**Page excerpt:**
===

At this point, Agent Lozano states that he became suspicious enough to stop the vehicle because of the occupants' behavior, the stalling of the car, the fact that the car was from out-of-state, and that it was driving along an access road frequently used for alien smuggling. Mot. at 2; Resp. in Opp'n at 3.

B. The Traffic Stop.

After the vehicle stopped on the right side of the road, Agent Lozano stopped behind it in his marked unit and turned his flashing lights on. He then approached the vehicle in full uniform and saw the vehicle's three occupants: Defendant's girlfriend (the driver), Defendant (the front-seat passenger), and Defendant's sister (the backseat passenger). Mot. at 2; Resp. in Opp'n at 3. Agent Lozano asked everyone in English for their immigration status and identification, but Defendant's girlfriend responded in Spanish that she did not understand English. After Agent Lozano asked again for the same information in Spanish, she presented her lawful permanent resident card. Defendant allegedly told Agent Lozano that he was a United States citizen but that he had left his identification in his residence in Hobbs, New Mexico. Defendant's sister similarly told him that she was a lawful permanent resident but that she had left her identification at home in Van Horn, Texas. Mot. at 2; Resp. in Opp'n at 3. Agent Lozano then asked for Defendant's and his sister's complete name and date of birth to run a records-check on them. Mot. at 2; Resp. in Opp'n at 3.

===

**Records shown:**
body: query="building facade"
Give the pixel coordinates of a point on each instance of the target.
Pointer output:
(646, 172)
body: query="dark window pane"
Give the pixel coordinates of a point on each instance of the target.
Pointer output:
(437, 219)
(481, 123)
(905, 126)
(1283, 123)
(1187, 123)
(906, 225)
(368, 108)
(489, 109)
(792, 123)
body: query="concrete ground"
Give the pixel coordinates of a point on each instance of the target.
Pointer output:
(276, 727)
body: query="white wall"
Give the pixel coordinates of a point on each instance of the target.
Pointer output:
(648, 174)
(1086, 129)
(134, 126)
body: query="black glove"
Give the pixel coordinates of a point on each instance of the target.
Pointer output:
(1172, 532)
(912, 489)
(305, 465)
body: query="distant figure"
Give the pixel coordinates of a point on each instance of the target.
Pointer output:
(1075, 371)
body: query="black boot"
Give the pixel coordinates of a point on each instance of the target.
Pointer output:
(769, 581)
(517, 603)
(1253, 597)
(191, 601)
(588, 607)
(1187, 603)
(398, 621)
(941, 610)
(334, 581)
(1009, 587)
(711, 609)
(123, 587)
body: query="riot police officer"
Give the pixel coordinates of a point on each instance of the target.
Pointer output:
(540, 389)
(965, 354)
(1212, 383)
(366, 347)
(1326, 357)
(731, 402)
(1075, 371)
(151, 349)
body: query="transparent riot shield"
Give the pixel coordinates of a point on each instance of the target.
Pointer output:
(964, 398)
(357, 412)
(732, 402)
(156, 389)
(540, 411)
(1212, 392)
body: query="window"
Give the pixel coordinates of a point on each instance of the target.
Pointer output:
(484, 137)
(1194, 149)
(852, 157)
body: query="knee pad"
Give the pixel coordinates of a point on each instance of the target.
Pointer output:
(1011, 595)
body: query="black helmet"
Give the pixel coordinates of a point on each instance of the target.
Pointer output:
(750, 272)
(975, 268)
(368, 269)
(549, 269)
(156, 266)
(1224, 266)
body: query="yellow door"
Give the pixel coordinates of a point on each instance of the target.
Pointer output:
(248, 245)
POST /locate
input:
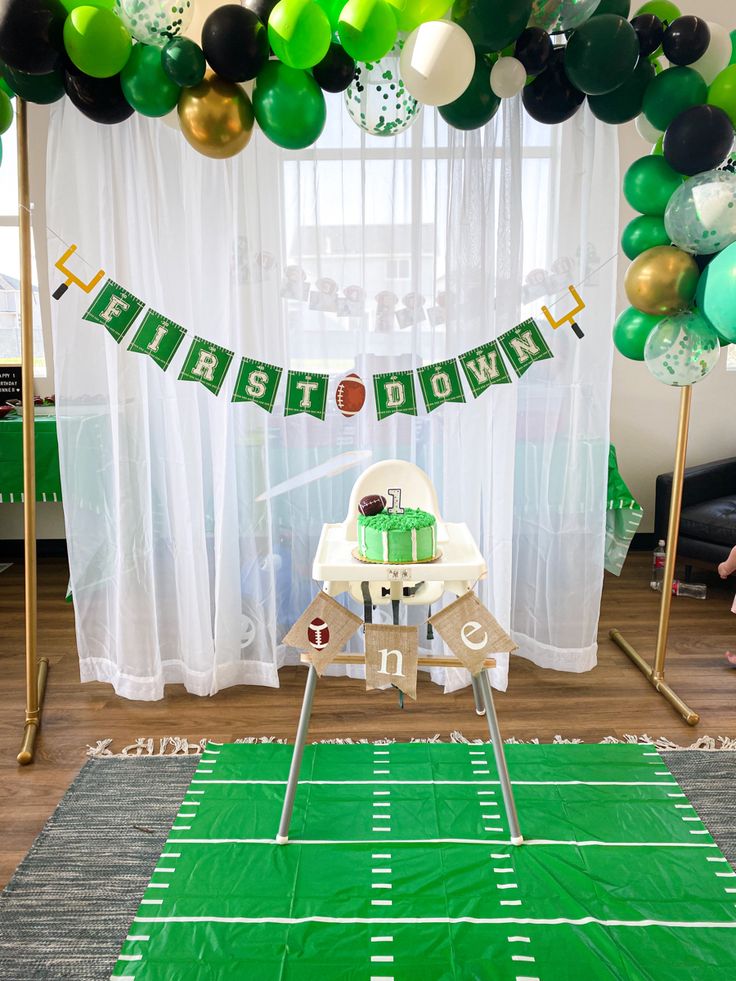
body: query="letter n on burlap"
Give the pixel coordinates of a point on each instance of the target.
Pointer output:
(323, 630)
(391, 656)
(471, 632)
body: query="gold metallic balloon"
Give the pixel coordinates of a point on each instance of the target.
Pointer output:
(662, 280)
(216, 117)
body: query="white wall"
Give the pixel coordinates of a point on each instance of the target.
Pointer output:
(644, 412)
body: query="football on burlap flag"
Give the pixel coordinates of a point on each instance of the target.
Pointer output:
(471, 632)
(322, 630)
(391, 657)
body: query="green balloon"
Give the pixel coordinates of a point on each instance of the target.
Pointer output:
(625, 102)
(722, 92)
(602, 54)
(367, 29)
(299, 32)
(145, 84)
(183, 61)
(478, 103)
(41, 89)
(289, 106)
(649, 183)
(666, 11)
(96, 41)
(672, 92)
(622, 8)
(631, 331)
(6, 113)
(644, 232)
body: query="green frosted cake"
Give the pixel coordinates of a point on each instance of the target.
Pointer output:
(407, 537)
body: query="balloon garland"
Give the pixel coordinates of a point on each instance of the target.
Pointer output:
(674, 74)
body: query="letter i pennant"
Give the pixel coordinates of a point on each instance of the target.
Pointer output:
(157, 337)
(207, 363)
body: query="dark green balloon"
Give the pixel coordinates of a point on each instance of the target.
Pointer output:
(631, 331)
(183, 61)
(672, 92)
(602, 54)
(649, 183)
(41, 89)
(145, 84)
(644, 232)
(625, 102)
(289, 106)
(492, 24)
(478, 103)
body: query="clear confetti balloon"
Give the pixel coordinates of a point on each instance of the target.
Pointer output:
(554, 16)
(682, 350)
(155, 21)
(377, 100)
(701, 215)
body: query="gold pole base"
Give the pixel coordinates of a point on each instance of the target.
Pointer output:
(33, 724)
(658, 683)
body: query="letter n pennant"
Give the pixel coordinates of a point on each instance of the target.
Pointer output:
(471, 632)
(207, 363)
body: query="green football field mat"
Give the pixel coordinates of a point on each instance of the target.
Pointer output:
(399, 868)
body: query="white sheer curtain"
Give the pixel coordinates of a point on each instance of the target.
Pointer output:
(191, 521)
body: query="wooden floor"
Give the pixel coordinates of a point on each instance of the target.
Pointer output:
(611, 700)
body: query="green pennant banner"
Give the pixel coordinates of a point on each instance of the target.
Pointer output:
(483, 367)
(206, 363)
(394, 391)
(440, 383)
(306, 391)
(257, 382)
(157, 337)
(115, 308)
(523, 345)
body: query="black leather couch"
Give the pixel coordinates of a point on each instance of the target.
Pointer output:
(708, 521)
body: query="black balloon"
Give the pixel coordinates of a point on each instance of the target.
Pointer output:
(551, 97)
(235, 43)
(31, 34)
(99, 99)
(534, 49)
(336, 70)
(41, 89)
(650, 31)
(686, 40)
(699, 139)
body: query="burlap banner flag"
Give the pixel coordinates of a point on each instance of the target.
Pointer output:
(257, 382)
(471, 632)
(206, 363)
(483, 367)
(115, 308)
(440, 383)
(391, 657)
(157, 337)
(394, 391)
(523, 345)
(323, 630)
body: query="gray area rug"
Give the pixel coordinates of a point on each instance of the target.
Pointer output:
(68, 907)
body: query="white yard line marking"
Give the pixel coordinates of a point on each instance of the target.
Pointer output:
(482, 921)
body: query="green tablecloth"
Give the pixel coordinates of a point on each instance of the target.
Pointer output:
(48, 481)
(623, 517)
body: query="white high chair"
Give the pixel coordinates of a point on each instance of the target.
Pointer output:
(457, 569)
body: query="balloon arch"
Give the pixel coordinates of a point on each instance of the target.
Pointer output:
(674, 74)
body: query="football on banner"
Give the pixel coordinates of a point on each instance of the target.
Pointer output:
(318, 633)
(350, 394)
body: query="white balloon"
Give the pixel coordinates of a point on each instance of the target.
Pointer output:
(437, 62)
(508, 77)
(645, 129)
(718, 55)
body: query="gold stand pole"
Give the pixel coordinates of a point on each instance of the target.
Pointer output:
(36, 671)
(655, 675)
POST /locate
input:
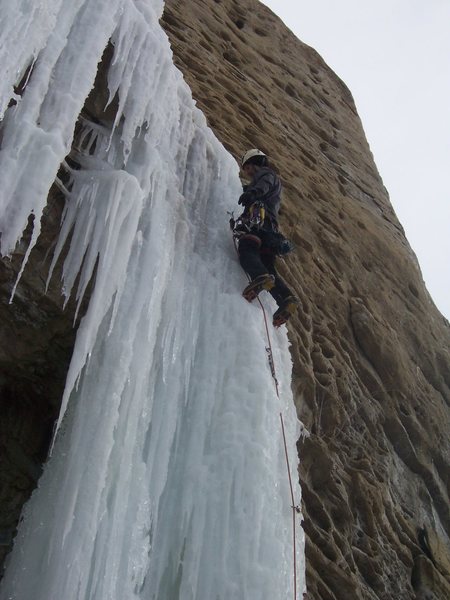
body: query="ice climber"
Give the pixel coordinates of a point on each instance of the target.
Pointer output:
(259, 239)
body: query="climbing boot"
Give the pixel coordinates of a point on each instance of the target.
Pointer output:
(260, 283)
(286, 310)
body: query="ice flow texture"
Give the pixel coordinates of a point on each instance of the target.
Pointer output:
(167, 480)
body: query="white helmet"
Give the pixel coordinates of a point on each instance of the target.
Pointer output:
(250, 154)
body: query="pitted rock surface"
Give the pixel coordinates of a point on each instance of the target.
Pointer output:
(370, 350)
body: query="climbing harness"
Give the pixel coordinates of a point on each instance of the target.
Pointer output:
(295, 508)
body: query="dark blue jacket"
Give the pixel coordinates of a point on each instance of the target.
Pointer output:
(265, 187)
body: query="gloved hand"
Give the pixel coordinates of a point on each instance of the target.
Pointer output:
(247, 198)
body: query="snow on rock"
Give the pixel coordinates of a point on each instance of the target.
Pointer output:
(168, 476)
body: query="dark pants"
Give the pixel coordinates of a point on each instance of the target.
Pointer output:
(258, 259)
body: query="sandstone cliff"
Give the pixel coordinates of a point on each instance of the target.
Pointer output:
(370, 350)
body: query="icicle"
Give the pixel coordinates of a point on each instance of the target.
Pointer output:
(168, 473)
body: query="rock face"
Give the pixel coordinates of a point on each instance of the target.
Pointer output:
(370, 350)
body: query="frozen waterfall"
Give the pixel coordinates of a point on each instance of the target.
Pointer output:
(168, 478)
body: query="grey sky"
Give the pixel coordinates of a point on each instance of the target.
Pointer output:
(394, 55)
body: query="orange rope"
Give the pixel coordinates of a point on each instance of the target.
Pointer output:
(272, 368)
(294, 508)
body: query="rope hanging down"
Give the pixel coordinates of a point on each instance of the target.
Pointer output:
(295, 509)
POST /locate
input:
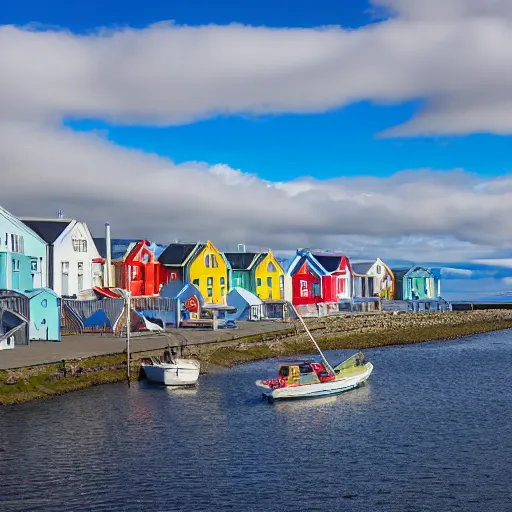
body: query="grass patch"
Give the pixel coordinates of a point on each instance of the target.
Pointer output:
(230, 356)
(40, 382)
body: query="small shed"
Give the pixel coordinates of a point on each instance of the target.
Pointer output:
(45, 312)
(420, 283)
(188, 298)
(248, 306)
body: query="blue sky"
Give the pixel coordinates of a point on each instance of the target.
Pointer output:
(326, 145)
(314, 127)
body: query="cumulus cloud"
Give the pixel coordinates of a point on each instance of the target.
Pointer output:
(453, 55)
(456, 60)
(413, 214)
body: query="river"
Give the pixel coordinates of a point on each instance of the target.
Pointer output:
(431, 431)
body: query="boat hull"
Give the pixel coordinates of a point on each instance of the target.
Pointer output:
(335, 387)
(184, 373)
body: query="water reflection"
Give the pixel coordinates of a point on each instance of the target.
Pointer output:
(408, 440)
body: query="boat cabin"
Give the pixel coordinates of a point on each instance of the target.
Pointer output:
(299, 374)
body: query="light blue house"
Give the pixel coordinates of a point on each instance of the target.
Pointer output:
(45, 315)
(421, 283)
(248, 306)
(22, 255)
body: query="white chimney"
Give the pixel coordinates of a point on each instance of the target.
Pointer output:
(107, 279)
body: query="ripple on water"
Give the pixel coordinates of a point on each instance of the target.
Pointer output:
(430, 431)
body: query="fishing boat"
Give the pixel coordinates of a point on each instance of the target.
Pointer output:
(311, 379)
(171, 371)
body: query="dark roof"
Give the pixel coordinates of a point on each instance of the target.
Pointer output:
(240, 260)
(361, 267)
(400, 272)
(330, 262)
(176, 254)
(48, 230)
(118, 247)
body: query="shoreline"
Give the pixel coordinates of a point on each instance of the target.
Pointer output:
(43, 381)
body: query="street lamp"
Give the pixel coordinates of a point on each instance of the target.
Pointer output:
(127, 306)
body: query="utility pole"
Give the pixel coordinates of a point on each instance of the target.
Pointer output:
(127, 305)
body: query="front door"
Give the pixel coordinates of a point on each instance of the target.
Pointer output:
(269, 286)
(65, 278)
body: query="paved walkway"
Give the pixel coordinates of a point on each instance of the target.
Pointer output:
(88, 345)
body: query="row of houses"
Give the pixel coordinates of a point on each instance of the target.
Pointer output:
(61, 254)
(45, 260)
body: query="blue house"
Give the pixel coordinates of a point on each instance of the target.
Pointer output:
(22, 255)
(44, 307)
(248, 306)
(420, 283)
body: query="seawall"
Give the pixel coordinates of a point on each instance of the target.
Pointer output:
(338, 332)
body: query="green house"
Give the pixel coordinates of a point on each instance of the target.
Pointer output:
(241, 269)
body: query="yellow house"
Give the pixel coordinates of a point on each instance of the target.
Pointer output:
(208, 271)
(269, 278)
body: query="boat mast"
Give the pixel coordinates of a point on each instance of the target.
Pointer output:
(328, 367)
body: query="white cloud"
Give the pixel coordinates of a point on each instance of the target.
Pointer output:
(453, 55)
(423, 215)
(457, 60)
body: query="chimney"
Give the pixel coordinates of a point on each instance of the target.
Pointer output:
(107, 278)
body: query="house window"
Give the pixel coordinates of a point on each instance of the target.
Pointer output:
(17, 243)
(65, 278)
(79, 245)
(80, 276)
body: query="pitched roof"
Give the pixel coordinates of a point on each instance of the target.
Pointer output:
(118, 247)
(48, 229)
(400, 272)
(330, 261)
(249, 297)
(177, 254)
(241, 260)
(361, 267)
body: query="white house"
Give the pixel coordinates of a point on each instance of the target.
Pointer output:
(383, 282)
(74, 263)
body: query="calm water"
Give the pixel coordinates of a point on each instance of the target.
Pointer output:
(431, 431)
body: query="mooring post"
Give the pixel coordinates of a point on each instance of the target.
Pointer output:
(128, 329)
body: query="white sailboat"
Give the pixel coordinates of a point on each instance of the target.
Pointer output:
(310, 379)
(172, 371)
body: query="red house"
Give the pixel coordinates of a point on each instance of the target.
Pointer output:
(319, 277)
(139, 271)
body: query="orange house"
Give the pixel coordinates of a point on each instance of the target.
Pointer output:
(139, 272)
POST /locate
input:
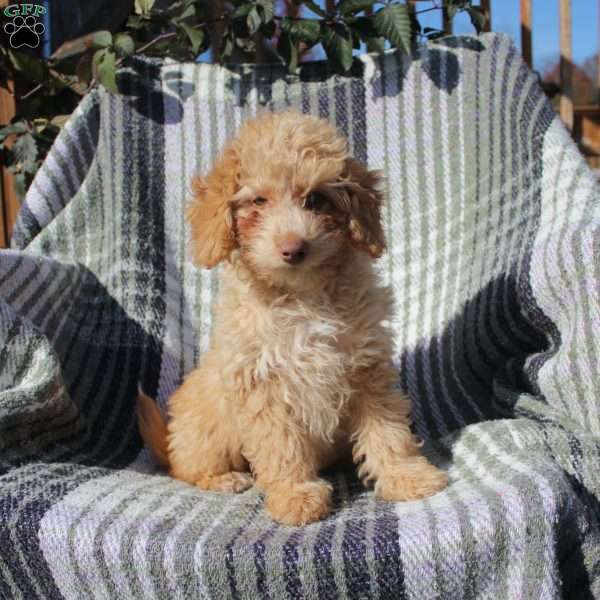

===

**Complete the following:**
A: Condense the court excerpt's paragraph that begins "After the vehicle stopped on the right side of the road" into a short bulleted list that keeps its main facts.
B: Edit the court excerpt from "At this point, Agent" through "The Traffic Stop.", replacing "vehicle" with "automobile".
The listing has no role in this work.

**Outputs:**
A:
- Agent Lozano stopped his marked unit behind the vehicle, turned on his flashing lights, and approached in full uniform.
- The vehicle held three people: Defendant's girlfriend (driver), Defendant (front-seat passenger), and Defendant's sister (backseat passenger).
- He asked in English for their immigration status and identification. The girlfriend said in Spanish that she did not understand English. After he repeated the request in Spanish, she showed her lawful permanent resident card.
- Defendant allegedly said he was a United States citizen but had left his identification at his residence in Hobbs, New Mexico.
- The sister said she was a lawful permanent resident but had left her identification at home in Van Horn, Texas.
- Agent Lozano then asked Defendant and his sister for their full names and dates of birth to run a records-check.

B:
At this point, Agent Lozano states that he became suspicious enough to stop the automobile because of the occupants' behavior, the stalling of the car, the fact that the car was from out-of-state, and that it was driving along an access road frequently used for alien smuggling. Mot. at 2; Resp. in Opp'n at 3.

B. The Traffic Stop.